* _Data for this exercise_
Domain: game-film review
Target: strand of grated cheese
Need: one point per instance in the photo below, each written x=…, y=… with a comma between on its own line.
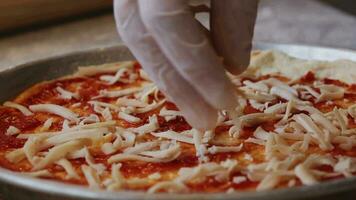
x=65, y=94
x=55, y=109
x=172, y=135
x=58, y=152
x=91, y=176
x=138, y=148
x=47, y=125
x=12, y=130
x=68, y=167
x=224, y=149
x=128, y=117
x=105, y=68
x=41, y=173
x=147, y=128
x=124, y=101
x=150, y=107
x=25, y=111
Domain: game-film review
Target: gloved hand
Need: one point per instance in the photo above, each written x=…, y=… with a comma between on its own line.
x=174, y=51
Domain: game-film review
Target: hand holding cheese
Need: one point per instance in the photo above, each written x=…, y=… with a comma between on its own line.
x=174, y=51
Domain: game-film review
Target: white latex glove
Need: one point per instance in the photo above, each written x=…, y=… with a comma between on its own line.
x=173, y=49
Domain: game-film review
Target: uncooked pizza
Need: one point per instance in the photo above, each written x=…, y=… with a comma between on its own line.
x=109, y=127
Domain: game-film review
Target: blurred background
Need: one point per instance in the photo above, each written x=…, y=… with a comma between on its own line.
x=34, y=29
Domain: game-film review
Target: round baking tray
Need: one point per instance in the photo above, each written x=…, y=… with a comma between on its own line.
x=17, y=186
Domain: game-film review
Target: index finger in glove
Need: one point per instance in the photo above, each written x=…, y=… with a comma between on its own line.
x=178, y=35
x=192, y=105
x=232, y=25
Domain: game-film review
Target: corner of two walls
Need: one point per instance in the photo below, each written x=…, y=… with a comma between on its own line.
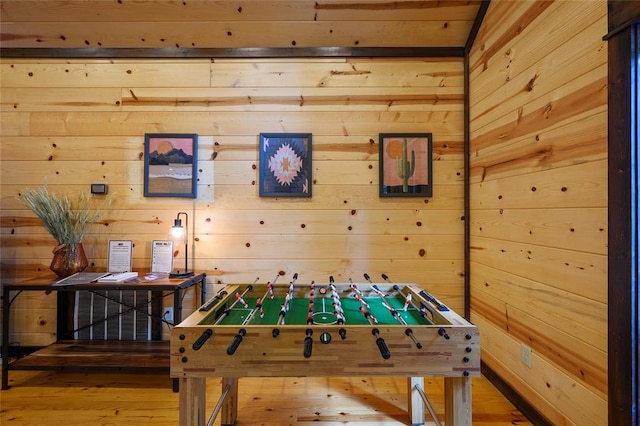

* _What is required_
Give the entries from the very beginning up to and including the line with "x=173, y=49" as a numbered list, with blank lines and pictures left out.

* _Full response_
1. Domain: game-film review
2. Target: strand of grated cheese
3. Need: one point per instance in the photo below, each written x=…, y=… with a comma between on its own line.
4. x=65, y=94
5. x=55, y=109
6. x=172, y=135
7. x=58, y=152
8. x=91, y=176
9. x=138, y=148
10. x=47, y=125
11. x=12, y=130
12. x=68, y=167
13. x=224, y=149
14. x=128, y=117
15. x=105, y=68
16. x=41, y=173
17. x=147, y=128
18. x=124, y=101
19. x=150, y=107
20. x=25, y=111
21. Domain: game-film review
22. Target: gloved hand
23. Need: one point per instance in the photo above, each written x=…, y=… with a comma between on its own line.
24. x=174, y=51
25. Domain: game-film review
26. Target: hand holding cheese
27. Need: one point per instance in the photo above, each written x=…, y=… with a comma between on its own line.
28. x=174, y=51
29. Domain: game-film review
30. Target: white latex glove
31. Need: one point per instance in the photo above, each written x=…, y=… with a comma between on its own line.
32. x=173, y=49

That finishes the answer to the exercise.